# 実施課題:
以下のアリル化反応の研究に関する文章を、最後の文の続きから書き進めてください。

# 提示文章:
((
まず前提として、キラルな基質とキラルな試薬 (もしくは触媒) を反応させたとき、その立体化学の組み合わせによって反応速度や立体選択性に大きく影響を与えます。それぞれの立体化学の組み合わせが協調的の場合、マッチの反応が進行し、高い選択性が得られる傾向が高いですが、拮抗する場合は、ミスマッチの反応が進行となり、収率や選択制が低下する傾向にあります。今回は、マッチとミスマッチの両反応を利用し、生成物の立体を自在にコントロールする必要がありました。特に、このようなアルドール体を原料とした際のミスマッチアリル化反応は困難な課題であることが知られていました (Fig.3-1)。

このような背景のもと、ミスマッチアリル化反応の初期検討を行ったところ、目的のジアステレオマー:他ジアステレオマー ≒ 1:3 の比率で得られました。そこから、種々不斉リガンドを合成し、検討しましたが、この比率が向上する傾向はみられませんでした。この当時は、毎日、もう無理かもしれない…という感情が続いていました。そのような日々を過ごしていた中、不斉リガンドの検討を行うだけでなく、反応条件そのものを見直すことに舵を切りました。具体的には、環状ヘミアセタールから開環させながらアルデヒドを生成させる役割を果たしているホウ素試薬とその開環手法を変更しました。すると、目的のジアステレオマー:他ジアステレオマー ≒ 2:1まで向上しました。そこから、改めて不斉リガンドの検討を行ったところ、最終的には 9:1 まで向上させることに成功しました。選択性が上がってきた際には、本来喜ぶべきはずなのですが、もっと収率や選択性を上げてほしいという要求があるのではないかと怯えていました(笑)。

次にトリプルアルドール体を原料としたときの、アリル化反応が大きな課題でした (Fig.3-2) 。すなわち、長鎖 1,3‐ポリオール合成を志向したときの連続的アリル化反応が問題となっていました。本反応を行った際には、ダブルアルドール体を原料とした時のそれとは、反応進行度合が全く異なるものでした。実際に、初期検討段階では 0% 収率を何度も叩き出しました。この時も、ミスマッチアリル化の時と同様に反応終了後の TLC を見る毎に絶望していました。何とかして収率を上げなければならないと焦っていましたが、一度立ち止まり、反応が進行しない原因を把握することに努めました。具体的には、ウェットな実験のみならず遷移状態計算も行いながら、問題解決を図りました。その結果、原料として用いたトリプルアルドール体はダブルアルドール体と比較して開環効率 (環状ヘミアセタールからアルデヒド体への変換効率) が著しく低下していることが分かりました。そこから、開環効率を上げるために何をすべきかという考えのみにシフトしました。そして、イソプロパノールの添加と昇温をするということが本反応進行のキーファクターであることを突き止めました。

以上のような経験から、研究がうまく進まないことは、日常茶飯事ですが、焦らずに時には立ち止まって時間をかけて考えることも重要だということを、身をもって実感しました。

Q4. 将来は化学とどう関わっていきたいですか?
))
# 提供データ:
((
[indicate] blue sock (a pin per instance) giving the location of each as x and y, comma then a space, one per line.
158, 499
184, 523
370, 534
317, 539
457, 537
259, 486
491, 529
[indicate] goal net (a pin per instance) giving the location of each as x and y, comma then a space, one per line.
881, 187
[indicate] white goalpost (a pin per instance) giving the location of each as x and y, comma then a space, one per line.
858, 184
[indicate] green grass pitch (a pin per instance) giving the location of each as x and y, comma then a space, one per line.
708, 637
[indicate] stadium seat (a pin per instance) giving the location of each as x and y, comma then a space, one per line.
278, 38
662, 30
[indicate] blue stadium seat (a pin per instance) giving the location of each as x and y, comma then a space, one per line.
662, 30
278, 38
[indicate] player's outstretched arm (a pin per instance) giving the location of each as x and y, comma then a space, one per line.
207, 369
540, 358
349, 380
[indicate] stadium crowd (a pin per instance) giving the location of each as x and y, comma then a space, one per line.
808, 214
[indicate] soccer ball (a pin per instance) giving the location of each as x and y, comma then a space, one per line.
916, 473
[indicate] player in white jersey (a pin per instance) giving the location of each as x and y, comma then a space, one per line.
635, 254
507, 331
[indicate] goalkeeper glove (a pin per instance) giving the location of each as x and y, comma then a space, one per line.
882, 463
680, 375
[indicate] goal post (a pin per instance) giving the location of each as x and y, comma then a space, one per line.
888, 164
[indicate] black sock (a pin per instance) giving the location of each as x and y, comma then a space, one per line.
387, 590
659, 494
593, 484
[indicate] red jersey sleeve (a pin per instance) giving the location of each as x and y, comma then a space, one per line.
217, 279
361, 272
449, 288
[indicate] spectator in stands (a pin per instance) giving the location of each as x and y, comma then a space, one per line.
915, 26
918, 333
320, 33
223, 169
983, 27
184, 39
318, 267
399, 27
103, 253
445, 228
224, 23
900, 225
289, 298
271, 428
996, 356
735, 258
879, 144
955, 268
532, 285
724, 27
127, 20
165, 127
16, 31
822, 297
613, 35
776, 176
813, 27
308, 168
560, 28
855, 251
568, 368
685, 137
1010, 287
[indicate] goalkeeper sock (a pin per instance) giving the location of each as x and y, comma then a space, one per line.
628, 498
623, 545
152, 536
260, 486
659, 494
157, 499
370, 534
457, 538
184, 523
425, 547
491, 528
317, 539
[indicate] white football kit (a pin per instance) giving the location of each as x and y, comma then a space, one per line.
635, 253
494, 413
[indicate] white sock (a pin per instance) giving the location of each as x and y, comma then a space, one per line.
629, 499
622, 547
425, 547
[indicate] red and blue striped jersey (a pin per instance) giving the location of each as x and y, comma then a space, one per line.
))
# 課題の解答:
現在、訳あって研究のフィールドから離れてしまっていますが、近い将来、何かしらの形で化学、研究の場に改めて携わることができたら、と考えています。分子レベルで、生命現象から医薬品や機能性材料の合成まで幅広く議論することができるのは、化学研究者の大きな特権なのではないでしょうか。もし、この権利を通じて社会のごく一部にでも寄与できるものなら、私にとって何よりの幸せなことだと考えています。今までアカデミアで行ってきた新規反応開発のような基礎研究、企業で行う医薬品創成のような応用研究のどちらの形であれ、自分が今まで培ってきた知識や経験を活かすことができれば幸いです。

また、研究者が本来の研究に集中できる環境づくりにも携わっていきたいです。今年ノーベル賞を受賞された北川先生が、基礎研究の重要性と若手研究者が研究に充てる時間の確保を訴えていたように、この課題は長年にわたり存在し続けており、未だに十分に解決されていないと感じています。私自身も、この課題解決に向けて何らかの形で関与し、研究者が十分に研究に打ち込める社会の実現に貢献したいと考えています。

Q5. 最後に、読者の皆さんにメッセージをお願いします!

今回の研究を通じて、改めて自分がいかに周囲の人や環境に恵まれていたかを強く感じました。研究室に配属された当初、私は、有機化学の基礎知識も乏しく、実験技術も全くないマイナス状態からのスタートでした。それにも関わらず、三ツ沼先生は一から丁寧に指導してくださりました。この丁寧な指導があったからこそ、運よくこのような成果として形にするところまでたどり着くことができました。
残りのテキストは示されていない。